• **What you will do**:
Print the data exactly, leaving nothing out.

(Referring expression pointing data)
━━━━━━
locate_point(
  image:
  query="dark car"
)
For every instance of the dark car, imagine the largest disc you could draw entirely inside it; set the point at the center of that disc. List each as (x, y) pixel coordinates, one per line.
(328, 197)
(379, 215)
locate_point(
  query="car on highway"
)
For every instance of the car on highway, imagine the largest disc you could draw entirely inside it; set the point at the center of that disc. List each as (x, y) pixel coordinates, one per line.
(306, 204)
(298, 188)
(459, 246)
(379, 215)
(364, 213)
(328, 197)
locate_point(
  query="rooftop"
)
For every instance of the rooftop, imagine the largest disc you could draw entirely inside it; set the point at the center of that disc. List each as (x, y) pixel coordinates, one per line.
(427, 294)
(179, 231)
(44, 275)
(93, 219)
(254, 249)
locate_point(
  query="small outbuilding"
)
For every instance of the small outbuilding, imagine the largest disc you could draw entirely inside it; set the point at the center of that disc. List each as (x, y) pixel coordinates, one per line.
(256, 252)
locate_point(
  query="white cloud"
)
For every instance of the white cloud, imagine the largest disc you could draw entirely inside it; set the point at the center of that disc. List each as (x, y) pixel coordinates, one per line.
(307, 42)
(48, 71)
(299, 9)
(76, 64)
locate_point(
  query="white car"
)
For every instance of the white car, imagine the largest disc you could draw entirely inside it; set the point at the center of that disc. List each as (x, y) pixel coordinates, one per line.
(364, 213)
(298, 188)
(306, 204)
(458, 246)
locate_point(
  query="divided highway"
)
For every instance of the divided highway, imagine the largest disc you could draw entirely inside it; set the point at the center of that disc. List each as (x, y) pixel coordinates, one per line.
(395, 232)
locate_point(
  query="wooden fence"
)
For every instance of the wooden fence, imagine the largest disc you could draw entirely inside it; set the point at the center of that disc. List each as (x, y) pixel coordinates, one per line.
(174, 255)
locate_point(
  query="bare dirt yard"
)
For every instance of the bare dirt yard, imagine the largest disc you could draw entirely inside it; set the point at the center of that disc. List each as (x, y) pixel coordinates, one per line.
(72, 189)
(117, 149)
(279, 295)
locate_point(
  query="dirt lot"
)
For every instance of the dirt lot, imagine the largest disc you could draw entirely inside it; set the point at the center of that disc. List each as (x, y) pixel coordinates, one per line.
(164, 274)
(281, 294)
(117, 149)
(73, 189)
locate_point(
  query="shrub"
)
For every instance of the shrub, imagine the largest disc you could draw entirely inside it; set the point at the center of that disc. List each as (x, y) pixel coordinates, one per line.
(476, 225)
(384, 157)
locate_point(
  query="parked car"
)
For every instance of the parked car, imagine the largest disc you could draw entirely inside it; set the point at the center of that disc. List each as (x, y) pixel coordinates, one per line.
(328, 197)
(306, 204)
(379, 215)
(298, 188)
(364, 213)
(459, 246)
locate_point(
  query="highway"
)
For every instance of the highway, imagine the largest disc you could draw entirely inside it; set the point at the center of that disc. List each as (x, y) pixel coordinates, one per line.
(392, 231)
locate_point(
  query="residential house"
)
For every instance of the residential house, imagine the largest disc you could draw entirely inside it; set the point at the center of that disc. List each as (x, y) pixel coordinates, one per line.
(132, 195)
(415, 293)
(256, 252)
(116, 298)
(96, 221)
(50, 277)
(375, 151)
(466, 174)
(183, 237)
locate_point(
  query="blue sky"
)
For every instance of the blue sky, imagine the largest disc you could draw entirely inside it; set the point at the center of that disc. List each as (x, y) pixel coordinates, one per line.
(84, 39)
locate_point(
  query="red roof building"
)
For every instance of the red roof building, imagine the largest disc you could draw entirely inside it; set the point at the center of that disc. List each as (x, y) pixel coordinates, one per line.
━━━━━━
• **Output of the task**:
locate_point(
  image:
  query="dark car"
)
For every instance of the dark car, imagine the largest disc you could draw entirely inside it; set the point at the center of that disc. List each as (x, y) pixel coordinates, one per line.
(328, 197)
(379, 215)
locate_point(
  query="car on highway"
)
For every instance of the car on highway, imagine the largest disc you could draw entirely inside it; set the point at the center of that disc. List each as (x, y) pixel coordinates, one per line.
(306, 204)
(298, 188)
(459, 246)
(379, 215)
(364, 213)
(328, 197)
locate_point(
  query="rooftop"
)
For every instance of the rooftop, imagine the largest disc you could draw entirely inside it; set the point at the center of that disc. List each as (x, y) pixel coordinates, one per line.
(427, 294)
(179, 231)
(44, 275)
(93, 219)
(254, 249)
locate_point(
  query="small outbuilding"
)
For every instance of the small outbuilding, imagine the largest disc you could draw entirely inside it; set the point at the center of that disc. List each as (x, y) pixel coordinates, one per line.
(256, 252)
locate_point(
  query="white cloud"
)
For every instance of the white cloud, imagine the largest disc you could draw entirely inside it; set the point at the center of that disc. List each as (x, y) pixel coordinates, one per line.
(307, 42)
(48, 71)
(299, 9)
(76, 64)
locate_point(
  query="white car"
)
For every instance of the white car, imagine the largest disc you could draw entirely inside it; set the point at the center of that disc. List each as (x, y) pixel coordinates, one per line.
(364, 213)
(298, 188)
(306, 204)
(458, 246)
locate_point(
  query="divided highway"
)
For every instance of the divided highway, imagine the largest disc you could draw entirely inside it; set the point at the center of that disc. List each as (x, y) pixel coordinates, one per line.
(395, 232)
locate_point(
  query="wooden fence"
)
For every instance of the wooden fence, imagine the largest disc you could draw entirely inside it; set the point at the center of that disc. List each as (x, y) pixel coordinates, one per line.
(174, 255)
locate_point(
  query="bare dirt yard"
)
For every instance of the bare dirt yard, imagine the largest disc you could draw entirely inside it; set the point at the center of that disc. List each as (x, y) pixel coordinates, one per line.
(72, 189)
(117, 149)
(279, 295)
locate_point(
  query="dirt lot"
)
For every instance of the dirt lot, imagine the largest disc you could draw entirely inside it; set the point at the center of that disc. List each as (x, y) pixel coordinates, one per line.
(164, 274)
(281, 294)
(117, 149)
(73, 189)
locate_point(
  query="shrub"
)
For every instance of the shrub, imagine the largest disc you could draw entirely inside it; set the point at the center of that disc. List each as (x, y) pixel coordinates, one per line.
(476, 225)
(384, 157)
locate_point(
  query="parked car"
)
For every instance of the parked car, imagine the largest disc you could draw entirely inside it; set the point at the center of that disc. List each as (x, y) pixel coordinates, one per line.
(328, 197)
(306, 204)
(379, 215)
(298, 188)
(364, 213)
(459, 246)
locate_point(
  query="highway"
)
For every instance of the highway, imagine the largest disc you could draw entirely inside it; set the point at the center of that disc. List each as (x, y) pixel coordinates, one per line.
(392, 231)
locate_point(
  query="residential house"
)
For every instance of the residential house, imagine the largest disc you could draw entirely inside it; set the point at the center of that disc. List each as (x, y) pixel coordinates, one per line.
(132, 195)
(415, 293)
(256, 252)
(116, 298)
(96, 221)
(50, 277)
(375, 151)
(466, 174)
(183, 237)
locate_point(
  query="blue sky"
)
For every instance of the blue sky, imagine the largest disc you could draw entirely inside it; set the point at the center of that disc. List each as (x, y) pixel coordinates, one per line.
(84, 39)
locate_point(
  query="red roof building"
)
For every instance of the red roof building, imagine the largest disc you could draw entirely inside it; set the point at the center of that disc. List each as (x, y) pixel coordinates, one per line.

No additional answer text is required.